→ **Dataset excerpt**
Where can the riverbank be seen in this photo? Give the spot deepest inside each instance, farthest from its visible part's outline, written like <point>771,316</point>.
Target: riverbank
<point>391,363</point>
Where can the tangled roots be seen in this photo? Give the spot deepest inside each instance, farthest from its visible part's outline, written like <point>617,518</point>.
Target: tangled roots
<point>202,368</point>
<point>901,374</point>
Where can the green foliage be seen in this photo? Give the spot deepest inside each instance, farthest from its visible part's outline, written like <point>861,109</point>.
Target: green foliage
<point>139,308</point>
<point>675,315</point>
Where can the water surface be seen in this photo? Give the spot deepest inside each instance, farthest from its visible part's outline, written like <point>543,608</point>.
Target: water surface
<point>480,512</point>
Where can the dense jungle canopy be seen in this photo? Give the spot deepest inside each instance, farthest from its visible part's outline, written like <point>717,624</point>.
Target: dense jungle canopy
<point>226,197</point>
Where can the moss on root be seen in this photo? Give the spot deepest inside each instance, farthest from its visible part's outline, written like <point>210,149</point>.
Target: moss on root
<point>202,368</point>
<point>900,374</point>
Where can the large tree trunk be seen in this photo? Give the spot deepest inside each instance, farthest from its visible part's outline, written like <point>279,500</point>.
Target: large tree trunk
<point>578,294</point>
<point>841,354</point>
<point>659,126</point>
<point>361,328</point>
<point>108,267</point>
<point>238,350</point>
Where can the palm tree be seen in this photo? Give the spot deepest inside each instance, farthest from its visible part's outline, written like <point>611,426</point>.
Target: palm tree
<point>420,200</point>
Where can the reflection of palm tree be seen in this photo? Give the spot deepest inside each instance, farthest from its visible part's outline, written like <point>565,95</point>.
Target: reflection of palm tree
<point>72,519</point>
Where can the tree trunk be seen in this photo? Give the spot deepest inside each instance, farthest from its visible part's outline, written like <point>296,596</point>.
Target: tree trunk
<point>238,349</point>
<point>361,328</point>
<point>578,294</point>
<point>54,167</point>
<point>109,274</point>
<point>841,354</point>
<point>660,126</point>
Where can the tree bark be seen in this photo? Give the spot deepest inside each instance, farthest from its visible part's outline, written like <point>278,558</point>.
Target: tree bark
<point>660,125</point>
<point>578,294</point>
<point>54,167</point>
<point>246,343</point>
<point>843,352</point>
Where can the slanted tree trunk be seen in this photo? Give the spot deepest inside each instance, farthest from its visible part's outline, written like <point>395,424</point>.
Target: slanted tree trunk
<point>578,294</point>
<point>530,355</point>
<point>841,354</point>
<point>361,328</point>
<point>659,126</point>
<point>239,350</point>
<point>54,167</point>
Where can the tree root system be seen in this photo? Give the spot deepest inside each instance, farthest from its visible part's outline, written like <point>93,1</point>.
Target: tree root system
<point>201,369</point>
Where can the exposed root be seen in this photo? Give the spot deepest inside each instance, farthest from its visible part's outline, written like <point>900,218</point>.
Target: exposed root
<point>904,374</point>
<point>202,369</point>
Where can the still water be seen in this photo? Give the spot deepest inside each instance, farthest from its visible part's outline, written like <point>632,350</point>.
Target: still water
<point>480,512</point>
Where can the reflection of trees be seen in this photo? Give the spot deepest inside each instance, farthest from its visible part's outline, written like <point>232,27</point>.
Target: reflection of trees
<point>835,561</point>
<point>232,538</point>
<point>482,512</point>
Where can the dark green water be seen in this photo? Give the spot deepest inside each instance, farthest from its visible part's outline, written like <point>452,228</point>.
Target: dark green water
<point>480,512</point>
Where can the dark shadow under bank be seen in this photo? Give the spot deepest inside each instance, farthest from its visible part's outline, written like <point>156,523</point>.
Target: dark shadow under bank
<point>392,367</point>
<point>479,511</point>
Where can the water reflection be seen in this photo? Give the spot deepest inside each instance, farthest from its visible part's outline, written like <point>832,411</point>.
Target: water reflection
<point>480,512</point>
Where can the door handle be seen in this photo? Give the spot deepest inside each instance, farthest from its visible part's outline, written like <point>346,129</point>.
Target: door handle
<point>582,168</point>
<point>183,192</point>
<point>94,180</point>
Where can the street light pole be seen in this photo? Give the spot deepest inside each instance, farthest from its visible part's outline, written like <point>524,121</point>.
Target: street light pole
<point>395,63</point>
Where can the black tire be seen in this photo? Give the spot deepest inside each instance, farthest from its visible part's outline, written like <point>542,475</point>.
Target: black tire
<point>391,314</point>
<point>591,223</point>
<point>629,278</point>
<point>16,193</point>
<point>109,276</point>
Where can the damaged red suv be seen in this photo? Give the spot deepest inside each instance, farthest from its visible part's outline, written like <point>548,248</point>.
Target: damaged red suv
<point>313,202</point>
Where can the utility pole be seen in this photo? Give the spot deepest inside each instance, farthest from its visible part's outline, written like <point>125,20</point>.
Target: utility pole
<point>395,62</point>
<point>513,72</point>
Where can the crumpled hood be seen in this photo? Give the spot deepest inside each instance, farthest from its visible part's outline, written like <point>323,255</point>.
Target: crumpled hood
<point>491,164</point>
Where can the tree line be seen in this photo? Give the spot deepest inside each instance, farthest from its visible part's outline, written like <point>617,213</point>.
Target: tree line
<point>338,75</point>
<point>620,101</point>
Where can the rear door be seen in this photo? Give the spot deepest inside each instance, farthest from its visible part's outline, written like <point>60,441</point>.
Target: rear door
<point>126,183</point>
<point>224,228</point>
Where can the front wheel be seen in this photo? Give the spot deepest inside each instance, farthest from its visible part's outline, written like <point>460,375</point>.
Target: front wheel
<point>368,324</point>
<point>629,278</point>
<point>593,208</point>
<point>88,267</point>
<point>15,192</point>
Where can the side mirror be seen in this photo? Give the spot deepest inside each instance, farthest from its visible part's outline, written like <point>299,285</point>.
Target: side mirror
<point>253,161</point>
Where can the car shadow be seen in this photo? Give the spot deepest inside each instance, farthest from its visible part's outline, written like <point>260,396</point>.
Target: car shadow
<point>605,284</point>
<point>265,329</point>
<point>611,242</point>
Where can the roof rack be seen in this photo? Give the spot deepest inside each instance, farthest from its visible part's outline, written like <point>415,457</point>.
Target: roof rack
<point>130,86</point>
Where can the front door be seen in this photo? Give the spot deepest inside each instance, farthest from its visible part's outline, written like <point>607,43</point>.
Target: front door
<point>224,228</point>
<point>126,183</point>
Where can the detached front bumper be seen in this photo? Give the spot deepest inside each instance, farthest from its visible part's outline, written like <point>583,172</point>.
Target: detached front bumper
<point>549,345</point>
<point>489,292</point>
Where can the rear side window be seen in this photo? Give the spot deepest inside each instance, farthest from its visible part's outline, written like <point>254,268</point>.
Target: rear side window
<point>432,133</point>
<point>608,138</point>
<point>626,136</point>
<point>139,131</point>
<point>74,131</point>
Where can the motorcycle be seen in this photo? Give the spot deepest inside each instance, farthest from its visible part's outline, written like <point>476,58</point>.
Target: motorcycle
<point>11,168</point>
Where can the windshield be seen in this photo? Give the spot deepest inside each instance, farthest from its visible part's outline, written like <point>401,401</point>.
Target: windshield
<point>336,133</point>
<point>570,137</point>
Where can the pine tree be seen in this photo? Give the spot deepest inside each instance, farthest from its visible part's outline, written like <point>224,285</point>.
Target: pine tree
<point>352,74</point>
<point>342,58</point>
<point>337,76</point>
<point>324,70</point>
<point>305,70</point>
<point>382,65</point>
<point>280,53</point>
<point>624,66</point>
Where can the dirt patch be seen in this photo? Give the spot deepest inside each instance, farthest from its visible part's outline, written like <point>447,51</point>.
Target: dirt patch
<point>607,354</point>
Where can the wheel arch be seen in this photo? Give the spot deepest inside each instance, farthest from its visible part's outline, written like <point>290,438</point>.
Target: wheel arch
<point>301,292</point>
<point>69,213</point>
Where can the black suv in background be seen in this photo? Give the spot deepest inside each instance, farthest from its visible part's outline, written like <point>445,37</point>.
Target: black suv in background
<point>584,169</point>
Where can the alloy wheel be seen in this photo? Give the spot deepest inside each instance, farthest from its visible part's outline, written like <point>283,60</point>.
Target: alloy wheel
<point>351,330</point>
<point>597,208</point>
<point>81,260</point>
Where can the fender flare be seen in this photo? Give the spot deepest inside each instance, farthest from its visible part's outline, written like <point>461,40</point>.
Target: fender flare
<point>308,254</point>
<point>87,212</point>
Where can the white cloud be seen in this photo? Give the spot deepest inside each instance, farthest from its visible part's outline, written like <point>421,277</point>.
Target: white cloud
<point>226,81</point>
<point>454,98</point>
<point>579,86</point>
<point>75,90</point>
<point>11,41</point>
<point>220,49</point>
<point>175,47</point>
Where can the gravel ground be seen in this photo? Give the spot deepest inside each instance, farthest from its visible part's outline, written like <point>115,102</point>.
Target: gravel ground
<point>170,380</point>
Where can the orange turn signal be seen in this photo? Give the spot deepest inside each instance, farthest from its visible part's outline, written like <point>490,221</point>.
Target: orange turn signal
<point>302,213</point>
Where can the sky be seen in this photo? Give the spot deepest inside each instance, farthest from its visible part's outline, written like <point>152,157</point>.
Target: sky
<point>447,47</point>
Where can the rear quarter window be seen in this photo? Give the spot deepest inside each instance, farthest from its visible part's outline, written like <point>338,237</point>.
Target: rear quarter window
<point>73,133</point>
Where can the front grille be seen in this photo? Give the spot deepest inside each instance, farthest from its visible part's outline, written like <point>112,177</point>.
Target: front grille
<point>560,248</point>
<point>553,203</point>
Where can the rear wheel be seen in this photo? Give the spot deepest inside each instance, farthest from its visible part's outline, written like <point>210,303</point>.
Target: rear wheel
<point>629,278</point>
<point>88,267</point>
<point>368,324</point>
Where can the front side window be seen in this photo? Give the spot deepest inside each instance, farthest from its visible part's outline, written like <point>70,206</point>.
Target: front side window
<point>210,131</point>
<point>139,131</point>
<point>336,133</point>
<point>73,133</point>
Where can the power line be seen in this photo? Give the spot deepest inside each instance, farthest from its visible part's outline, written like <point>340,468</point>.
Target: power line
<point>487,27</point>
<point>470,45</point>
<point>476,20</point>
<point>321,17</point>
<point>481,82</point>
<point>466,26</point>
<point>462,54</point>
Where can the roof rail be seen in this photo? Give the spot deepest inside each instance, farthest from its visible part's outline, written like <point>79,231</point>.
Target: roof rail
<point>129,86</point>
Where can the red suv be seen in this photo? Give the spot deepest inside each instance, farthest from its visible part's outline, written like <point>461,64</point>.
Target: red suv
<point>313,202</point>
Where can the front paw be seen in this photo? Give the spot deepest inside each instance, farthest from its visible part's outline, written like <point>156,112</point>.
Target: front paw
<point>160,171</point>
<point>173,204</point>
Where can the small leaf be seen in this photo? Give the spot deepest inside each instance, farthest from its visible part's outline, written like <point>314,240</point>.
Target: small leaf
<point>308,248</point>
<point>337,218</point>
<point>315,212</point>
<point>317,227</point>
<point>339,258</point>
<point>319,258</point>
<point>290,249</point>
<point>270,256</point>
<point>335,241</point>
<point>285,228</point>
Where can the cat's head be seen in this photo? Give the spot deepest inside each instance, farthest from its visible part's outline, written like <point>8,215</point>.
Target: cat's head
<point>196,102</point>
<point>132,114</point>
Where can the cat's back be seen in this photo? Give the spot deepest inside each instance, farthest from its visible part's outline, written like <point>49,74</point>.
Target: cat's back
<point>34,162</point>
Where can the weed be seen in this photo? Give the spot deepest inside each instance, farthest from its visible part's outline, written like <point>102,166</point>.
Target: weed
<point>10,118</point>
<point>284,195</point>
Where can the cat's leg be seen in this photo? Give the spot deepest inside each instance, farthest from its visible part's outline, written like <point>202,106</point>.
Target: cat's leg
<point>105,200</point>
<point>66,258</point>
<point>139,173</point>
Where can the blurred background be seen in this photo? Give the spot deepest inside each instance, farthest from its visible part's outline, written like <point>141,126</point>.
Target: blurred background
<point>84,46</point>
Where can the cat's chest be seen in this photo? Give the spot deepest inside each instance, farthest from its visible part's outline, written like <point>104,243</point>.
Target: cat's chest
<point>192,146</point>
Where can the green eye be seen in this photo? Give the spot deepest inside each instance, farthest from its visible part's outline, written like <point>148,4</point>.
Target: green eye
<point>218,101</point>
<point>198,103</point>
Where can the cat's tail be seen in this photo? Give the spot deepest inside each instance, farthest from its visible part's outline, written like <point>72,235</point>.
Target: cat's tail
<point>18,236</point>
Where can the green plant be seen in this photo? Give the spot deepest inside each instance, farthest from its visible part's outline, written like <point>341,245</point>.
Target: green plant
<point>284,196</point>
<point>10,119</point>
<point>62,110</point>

→ **STATED TASK**
Output, as a numbered list with blank lines omitted, the lines between the one holding "Where can the utility" and the one holding "<point>611,242</point>", both included.

→ **THE SOLUTION**
1. Where can the utility pole be seen in this photo? Give the spot deepest inside each instance, farthest from its visible part's outline, written like <point>125,20</point>.
2. Target: utility pole
3. <point>395,62</point>
4. <point>513,72</point>
5. Where can the crumpled hood be seen in this photo? Give the spot deepest inside each instance, farthest from its visible part's outline, written like <point>323,255</point>.
6. Target: crumpled hood
7. <point>491,164</point>
8. Where can the tree line be seen in this photo? Give the spot deepest inside each instance, farthest from its visible part's outline, written like <point>617,213</point>.
9. Target: tree line
10. <point>338,75</point>
11. <point>620,101</point>
12. Where can the rear door be seen in this photo? Give the spot deepest inside each instance, farthest from its visible part's outline, written like <point>60,441</point>.
13. Target: rear door
14. <point>126,183</point>
15. <point>224,228</point>
16. Where can the front wheel be seen in this photo? Give the spot deepest inside each instance, farthest from its visible part's outline, written like <point>460,375</point>.
17. Target: front wheel
18. <point>368,324</point>
19. <point>629,278</point>
20. <point>593,208</point>
21. <point>88,267</point>
22. <point>15,192</point>
23. Where can the side mirror be seen in this photo? Give the spot deepest inside each instance, farthest from its visible part's outline, written like <point>299,285</point>.
24. Target: side mirror
25. <point>253,161</point>
26. Where can the car shadow be seen in this photo? Give the spot deepest inside each instance, farthest from its visible part's outline, written like <point>260,396</point>.
27. Target: car shadow
28. <point>605,284</point>
29. <point>265,329</point>
30. <point>611,242</point>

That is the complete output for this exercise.